Problema planteado
¿Puedes reescribir como lista numerada todas las líneas desde la que contiene "Could you please point to the shadow" hasta la que contiene "column 440, row 381", ambas incluidas y sin las líneas en blanco?

* * * * *

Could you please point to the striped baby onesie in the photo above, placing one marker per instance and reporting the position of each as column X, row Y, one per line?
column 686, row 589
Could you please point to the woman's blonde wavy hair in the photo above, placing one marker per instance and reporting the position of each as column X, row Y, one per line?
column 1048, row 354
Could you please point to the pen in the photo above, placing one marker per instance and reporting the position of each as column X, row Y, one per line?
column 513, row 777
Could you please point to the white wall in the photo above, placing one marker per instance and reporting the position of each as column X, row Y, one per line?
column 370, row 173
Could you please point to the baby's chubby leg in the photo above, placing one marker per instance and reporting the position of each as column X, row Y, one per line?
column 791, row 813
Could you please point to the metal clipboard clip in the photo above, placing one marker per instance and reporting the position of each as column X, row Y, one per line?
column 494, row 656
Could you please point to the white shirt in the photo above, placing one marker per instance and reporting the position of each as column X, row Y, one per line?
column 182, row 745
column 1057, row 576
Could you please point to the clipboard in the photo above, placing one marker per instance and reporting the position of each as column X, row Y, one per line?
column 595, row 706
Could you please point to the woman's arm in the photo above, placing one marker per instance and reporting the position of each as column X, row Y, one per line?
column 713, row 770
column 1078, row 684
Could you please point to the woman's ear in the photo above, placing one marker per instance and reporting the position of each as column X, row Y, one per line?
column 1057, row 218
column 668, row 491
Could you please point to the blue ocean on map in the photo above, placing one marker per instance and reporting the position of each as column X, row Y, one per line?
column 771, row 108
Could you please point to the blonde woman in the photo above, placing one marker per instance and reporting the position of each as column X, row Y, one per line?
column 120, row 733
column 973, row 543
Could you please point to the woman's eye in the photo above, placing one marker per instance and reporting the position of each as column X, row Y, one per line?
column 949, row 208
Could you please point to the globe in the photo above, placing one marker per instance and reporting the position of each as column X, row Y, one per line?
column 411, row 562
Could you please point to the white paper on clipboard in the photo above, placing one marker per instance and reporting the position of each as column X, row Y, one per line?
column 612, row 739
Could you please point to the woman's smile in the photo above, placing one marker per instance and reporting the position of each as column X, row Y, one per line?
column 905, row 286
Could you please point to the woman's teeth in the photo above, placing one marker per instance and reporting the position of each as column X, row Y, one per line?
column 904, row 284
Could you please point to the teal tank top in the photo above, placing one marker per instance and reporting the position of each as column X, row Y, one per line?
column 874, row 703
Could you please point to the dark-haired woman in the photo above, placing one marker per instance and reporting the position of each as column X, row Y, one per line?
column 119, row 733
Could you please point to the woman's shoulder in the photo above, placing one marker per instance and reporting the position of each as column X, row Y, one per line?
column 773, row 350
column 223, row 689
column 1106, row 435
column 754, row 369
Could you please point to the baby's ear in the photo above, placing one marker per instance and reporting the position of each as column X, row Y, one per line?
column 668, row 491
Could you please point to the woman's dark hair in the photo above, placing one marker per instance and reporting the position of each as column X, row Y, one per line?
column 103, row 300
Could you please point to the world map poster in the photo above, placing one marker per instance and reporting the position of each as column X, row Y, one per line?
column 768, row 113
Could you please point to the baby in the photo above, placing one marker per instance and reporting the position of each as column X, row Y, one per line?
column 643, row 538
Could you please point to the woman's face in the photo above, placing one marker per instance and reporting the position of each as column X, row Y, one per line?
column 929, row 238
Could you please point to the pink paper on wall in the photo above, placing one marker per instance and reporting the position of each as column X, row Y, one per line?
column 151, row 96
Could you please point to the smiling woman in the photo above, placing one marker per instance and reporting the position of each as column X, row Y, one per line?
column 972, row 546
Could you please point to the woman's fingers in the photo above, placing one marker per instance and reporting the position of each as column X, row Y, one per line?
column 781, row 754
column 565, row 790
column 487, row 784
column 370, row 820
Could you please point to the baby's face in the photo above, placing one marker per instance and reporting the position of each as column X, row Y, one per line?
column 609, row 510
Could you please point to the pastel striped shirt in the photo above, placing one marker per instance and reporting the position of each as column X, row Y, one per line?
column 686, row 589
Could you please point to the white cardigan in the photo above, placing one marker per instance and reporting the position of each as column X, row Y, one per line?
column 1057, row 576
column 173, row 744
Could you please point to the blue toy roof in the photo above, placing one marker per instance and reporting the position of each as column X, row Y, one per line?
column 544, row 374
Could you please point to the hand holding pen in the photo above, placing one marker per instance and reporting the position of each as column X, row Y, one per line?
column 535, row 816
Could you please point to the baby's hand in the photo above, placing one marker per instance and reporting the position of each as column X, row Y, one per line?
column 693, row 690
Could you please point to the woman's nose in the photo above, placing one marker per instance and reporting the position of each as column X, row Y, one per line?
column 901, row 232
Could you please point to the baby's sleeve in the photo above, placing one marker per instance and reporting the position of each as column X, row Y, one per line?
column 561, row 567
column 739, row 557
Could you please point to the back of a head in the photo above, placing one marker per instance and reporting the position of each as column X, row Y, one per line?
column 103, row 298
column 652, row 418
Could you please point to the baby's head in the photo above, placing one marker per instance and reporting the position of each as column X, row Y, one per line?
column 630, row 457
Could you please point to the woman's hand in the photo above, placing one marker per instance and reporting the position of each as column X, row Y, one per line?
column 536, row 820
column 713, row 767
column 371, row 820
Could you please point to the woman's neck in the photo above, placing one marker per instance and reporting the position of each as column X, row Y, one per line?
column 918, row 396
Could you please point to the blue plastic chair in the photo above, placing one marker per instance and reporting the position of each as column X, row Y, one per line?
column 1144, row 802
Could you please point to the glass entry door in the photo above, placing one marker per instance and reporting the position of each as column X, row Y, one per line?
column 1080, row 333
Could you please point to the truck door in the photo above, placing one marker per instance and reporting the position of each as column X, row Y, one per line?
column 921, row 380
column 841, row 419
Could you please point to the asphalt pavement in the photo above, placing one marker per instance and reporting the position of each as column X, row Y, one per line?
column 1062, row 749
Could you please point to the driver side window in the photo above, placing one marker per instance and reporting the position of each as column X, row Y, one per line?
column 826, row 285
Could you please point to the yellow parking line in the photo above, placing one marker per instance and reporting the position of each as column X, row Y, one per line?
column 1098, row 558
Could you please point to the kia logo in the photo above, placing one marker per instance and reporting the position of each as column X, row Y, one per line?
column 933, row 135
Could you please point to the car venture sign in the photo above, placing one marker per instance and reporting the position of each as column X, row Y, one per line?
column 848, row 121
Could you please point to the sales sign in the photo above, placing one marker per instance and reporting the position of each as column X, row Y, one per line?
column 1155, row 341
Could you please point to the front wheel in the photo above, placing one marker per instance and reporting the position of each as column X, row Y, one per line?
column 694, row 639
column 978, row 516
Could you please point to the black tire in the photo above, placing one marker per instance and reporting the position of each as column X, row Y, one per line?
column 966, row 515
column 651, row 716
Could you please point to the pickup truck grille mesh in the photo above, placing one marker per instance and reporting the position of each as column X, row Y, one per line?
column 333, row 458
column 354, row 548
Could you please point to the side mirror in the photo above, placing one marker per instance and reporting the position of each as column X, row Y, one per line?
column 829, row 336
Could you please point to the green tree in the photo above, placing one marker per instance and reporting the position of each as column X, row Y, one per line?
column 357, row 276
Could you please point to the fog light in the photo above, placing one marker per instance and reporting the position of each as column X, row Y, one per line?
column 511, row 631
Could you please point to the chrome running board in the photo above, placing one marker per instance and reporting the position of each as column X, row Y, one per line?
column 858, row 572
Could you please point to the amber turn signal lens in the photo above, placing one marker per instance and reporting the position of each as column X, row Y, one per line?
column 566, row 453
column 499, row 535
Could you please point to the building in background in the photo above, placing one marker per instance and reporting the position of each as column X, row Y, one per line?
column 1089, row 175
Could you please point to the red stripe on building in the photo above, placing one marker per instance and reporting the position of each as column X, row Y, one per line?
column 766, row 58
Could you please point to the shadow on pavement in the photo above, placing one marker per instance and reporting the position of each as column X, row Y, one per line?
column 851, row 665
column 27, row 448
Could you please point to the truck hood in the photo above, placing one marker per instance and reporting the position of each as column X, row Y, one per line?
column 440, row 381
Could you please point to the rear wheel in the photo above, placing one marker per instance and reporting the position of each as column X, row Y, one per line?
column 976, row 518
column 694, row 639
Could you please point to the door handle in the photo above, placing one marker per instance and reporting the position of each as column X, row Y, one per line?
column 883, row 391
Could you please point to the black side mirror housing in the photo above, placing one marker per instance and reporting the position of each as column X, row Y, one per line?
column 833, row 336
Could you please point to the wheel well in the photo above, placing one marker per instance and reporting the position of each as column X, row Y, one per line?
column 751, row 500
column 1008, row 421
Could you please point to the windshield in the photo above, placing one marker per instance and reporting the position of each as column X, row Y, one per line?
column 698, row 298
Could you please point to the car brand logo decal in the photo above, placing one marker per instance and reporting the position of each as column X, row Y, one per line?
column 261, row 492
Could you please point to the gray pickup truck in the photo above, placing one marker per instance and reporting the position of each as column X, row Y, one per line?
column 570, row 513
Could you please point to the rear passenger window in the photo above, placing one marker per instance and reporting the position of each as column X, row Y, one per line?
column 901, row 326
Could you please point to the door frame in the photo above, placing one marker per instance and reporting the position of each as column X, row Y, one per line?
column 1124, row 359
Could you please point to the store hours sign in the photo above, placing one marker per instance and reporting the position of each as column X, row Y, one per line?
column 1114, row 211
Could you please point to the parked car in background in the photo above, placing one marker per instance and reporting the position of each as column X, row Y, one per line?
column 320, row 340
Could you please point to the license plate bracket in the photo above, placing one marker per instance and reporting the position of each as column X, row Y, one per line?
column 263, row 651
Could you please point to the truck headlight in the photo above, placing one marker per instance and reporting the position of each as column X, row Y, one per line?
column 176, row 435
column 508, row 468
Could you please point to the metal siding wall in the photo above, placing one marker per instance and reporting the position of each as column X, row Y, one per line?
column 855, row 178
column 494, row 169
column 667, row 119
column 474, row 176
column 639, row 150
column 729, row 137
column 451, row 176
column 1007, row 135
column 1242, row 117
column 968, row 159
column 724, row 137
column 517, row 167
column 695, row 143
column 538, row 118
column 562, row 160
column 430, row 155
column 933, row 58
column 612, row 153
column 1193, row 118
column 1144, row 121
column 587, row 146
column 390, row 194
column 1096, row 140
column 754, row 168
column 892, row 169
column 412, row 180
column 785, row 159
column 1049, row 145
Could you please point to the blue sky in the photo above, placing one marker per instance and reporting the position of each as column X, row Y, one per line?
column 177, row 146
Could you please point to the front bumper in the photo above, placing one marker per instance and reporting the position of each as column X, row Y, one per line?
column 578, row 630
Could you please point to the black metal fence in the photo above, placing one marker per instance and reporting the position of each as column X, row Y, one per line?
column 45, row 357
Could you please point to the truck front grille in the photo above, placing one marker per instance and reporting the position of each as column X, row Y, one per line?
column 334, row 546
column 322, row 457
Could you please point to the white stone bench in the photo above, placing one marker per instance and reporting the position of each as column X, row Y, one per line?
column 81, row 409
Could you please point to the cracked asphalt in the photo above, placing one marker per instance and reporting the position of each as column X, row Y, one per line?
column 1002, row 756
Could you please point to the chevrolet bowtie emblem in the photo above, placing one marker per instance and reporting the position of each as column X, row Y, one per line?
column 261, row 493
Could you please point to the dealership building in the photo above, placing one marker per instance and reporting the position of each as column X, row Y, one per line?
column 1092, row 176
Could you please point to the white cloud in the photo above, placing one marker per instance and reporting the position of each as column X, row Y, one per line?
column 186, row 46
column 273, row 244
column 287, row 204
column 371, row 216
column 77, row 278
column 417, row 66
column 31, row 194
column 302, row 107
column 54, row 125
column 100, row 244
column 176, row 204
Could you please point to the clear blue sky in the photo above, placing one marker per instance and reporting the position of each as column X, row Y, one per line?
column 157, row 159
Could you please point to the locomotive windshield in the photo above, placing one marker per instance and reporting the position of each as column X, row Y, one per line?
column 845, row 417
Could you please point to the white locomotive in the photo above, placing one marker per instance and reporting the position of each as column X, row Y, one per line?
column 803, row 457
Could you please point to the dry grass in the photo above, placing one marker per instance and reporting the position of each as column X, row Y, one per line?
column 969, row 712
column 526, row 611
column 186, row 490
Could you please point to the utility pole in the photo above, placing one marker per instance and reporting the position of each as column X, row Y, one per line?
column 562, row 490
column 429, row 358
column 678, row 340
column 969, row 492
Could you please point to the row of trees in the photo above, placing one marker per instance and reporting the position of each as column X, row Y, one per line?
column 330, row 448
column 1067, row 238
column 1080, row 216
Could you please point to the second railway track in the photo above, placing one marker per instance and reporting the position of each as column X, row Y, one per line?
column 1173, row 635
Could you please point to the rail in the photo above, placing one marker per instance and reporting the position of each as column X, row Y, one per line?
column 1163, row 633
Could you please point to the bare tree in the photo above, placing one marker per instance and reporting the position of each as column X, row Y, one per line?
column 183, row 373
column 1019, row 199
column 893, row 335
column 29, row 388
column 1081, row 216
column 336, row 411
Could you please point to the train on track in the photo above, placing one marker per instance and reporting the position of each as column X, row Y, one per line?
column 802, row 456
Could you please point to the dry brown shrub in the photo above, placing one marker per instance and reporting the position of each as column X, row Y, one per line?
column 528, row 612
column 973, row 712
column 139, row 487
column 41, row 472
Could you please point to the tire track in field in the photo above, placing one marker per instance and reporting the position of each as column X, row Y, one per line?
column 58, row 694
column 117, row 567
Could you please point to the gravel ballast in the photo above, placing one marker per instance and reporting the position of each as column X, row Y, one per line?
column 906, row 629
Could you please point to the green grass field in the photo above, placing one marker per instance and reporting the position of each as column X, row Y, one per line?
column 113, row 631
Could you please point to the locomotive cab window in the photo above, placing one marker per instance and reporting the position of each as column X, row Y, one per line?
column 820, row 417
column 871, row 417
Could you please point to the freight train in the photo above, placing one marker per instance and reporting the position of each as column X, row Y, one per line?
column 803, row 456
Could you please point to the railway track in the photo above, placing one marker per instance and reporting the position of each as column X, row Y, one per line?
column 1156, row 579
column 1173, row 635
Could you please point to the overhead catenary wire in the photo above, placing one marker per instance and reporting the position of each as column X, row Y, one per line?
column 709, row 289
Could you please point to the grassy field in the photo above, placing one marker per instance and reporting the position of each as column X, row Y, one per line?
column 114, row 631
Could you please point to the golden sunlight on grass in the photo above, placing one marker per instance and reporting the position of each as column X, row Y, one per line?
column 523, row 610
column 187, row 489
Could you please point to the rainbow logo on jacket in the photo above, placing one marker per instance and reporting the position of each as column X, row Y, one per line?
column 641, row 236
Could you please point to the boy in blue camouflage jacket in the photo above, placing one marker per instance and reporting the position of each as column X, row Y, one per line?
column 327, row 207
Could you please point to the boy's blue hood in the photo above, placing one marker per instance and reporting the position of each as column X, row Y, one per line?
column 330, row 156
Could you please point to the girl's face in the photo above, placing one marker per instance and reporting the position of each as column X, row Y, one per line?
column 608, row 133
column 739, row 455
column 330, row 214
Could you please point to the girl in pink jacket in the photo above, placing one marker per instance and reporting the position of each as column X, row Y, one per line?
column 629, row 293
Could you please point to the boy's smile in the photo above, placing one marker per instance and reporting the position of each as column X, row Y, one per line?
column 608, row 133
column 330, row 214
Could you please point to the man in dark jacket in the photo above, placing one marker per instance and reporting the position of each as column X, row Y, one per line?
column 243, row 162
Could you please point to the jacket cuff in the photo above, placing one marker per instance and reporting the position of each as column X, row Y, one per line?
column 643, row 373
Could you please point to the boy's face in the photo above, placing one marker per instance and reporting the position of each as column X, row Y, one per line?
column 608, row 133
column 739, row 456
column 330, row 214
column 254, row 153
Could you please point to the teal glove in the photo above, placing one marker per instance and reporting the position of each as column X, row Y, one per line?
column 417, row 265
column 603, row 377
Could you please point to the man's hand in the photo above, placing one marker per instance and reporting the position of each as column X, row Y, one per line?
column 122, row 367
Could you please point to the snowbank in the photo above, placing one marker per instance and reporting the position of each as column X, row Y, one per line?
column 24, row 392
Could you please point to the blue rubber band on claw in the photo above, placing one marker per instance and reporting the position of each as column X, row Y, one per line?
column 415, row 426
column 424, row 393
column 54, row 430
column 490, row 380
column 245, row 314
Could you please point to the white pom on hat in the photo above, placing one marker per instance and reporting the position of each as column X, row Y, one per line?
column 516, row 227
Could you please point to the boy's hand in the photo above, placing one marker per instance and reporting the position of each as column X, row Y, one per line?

* * * * *

Respuesta correspondiente
1. Could you please point to the shadow on pavement in the photo above, placing one marker per instance and reporting the position of each as column X, row Y, one per line?
2. column 851, row 665
3. column 27, row 448
4. Could you please point to the truck hood in the photo above, placing one marker per instance and reporting the position of each as column X, row Y, one per line?
5. column 440, row 381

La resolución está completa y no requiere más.